Consigne 1
Pour chacune des affirmations (a), (b) et (c) sur le texte affiché, répondez s'il vous plaît par oui ou par non et citez tels quels les mots du texte qui tranchent. (a) Le texte cite Pascal pour dire que le divertissement est la plus grande de nos misères. (b) Selon le texte, les planches pédagogiques tapissent aujourd'hui les murs des classes. (c) Le texte dit que les trompe-l'œil se sont multipliés sur les murs des villes.
========
Au temps, d’avant le réchauffement climatique, où je connaissais la boue des cours de ferme, de belles images aux couleurs pastels
destinées aux leçons de vocabulaire étaient affichées sur les murs des classes. Ces planches pédagogiques et leurs variantes du nom de
Madame et Monsieur Rossignol instituteurs, parmi d'autres éditeurs, tapissent aujourd’hui les brocantes.
Leurs scènes paisibles et proprettes se sont poursuivies
pour mes enfants dans les images de Pomme d’Api et me font préférer leur
univers harmonieux à celui de la famille Adams.
Nous sommes nous leurrés avec de tels artifices, car nous
avons appris, depuis que nous avons cassé nos lunettes roses, que la nature
humaine est plutôt noire ?
Nous aimerions cependant nous dire que ces jolies années, quand les fleurs
se penchaient au dessus des fontaines, n’ont pas été complètement mensongères
et peuvent même se retrouver avec une intensité décuplée dans une flaque au
bout de rues jonchées de seringues et de crottes de chien.
« La seule chose
qui nous console de nos misères est le divertissement.
Et cependant c’est la plus grande de nos
misères. » Pascal.
Face aux horreurs orientales et à l’effondrement occidental,
le déni est une tentation, alors que les trompe-l’œil se sont multipliés sur
les murs de nos villes et que nous nous cachons derrière des
écrans en tous genres.
Qui peut prétendre résoudre des problèmes en des milieux
désertiques abandonnés par la raison quand les plus fins connaisseurs ne
croient même plus à la solution à deux états ?
Pas tous les israéliens ni les palestiniens ne veulent jeter les autres à la mer, pourtant le slogan explicite « Du fleuve à la mer... » affiché dans des universités appelle à l'intensification des massacres .
========
Consigne 2
Dans les enregistrements, substituez « unit insignia » à « regimental badge » en commençant par la ligne qui contient « target | regimental badge » et en allant jusqu'à la fin des enregistrements, bornes incluses. Ne redonnez que ces lignes, sans rien y changer d'autre.

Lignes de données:
========
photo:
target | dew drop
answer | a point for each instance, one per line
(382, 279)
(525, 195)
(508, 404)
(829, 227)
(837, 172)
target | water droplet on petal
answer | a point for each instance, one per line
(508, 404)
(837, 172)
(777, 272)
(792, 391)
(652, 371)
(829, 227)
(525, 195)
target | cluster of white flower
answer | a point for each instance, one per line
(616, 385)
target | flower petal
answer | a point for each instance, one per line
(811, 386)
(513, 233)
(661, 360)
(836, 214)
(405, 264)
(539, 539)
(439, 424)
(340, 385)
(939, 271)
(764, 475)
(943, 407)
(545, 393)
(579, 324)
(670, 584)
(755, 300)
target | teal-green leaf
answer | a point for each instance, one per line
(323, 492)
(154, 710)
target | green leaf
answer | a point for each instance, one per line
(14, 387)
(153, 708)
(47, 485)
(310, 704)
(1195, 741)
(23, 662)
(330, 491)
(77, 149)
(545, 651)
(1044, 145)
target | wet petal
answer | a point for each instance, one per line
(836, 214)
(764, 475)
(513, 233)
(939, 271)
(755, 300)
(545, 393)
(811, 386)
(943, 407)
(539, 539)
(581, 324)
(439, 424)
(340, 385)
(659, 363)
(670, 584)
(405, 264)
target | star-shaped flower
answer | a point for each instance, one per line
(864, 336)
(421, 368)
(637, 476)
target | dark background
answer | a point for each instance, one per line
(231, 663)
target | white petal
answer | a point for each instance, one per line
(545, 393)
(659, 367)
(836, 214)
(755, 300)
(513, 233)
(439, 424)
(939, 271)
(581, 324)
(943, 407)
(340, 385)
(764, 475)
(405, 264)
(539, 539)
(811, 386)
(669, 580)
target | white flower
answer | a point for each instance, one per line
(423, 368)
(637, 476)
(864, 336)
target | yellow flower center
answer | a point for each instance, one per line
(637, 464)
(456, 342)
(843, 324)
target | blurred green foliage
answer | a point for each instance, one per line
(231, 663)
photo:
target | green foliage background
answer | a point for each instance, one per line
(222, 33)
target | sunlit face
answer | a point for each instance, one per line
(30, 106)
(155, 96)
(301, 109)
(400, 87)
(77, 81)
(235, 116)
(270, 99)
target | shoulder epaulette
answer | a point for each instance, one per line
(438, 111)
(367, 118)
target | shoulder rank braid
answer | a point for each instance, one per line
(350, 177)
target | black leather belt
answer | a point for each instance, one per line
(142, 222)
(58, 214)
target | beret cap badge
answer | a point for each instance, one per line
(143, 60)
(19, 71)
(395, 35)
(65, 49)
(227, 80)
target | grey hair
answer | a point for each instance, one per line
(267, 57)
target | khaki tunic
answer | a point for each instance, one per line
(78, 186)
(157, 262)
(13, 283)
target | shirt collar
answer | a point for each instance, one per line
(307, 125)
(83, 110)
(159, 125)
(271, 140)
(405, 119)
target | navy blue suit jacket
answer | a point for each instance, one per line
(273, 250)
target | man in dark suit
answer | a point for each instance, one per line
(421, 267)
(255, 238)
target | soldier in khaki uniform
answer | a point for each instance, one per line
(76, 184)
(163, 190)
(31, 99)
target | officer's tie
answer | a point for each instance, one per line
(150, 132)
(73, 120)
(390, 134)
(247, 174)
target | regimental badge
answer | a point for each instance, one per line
========
Réponse 1
(a) Oui : « Et cependant c’est la plus grande de nos misères. »
(b) Non : « tapissent aujourd’hui les brocantes »
(c) Oui : « les trompe-l’œil se sont multipliés sur les murs de nos villes »

Réponse 2
target | unit insignia
answer | a point for each instance, one per line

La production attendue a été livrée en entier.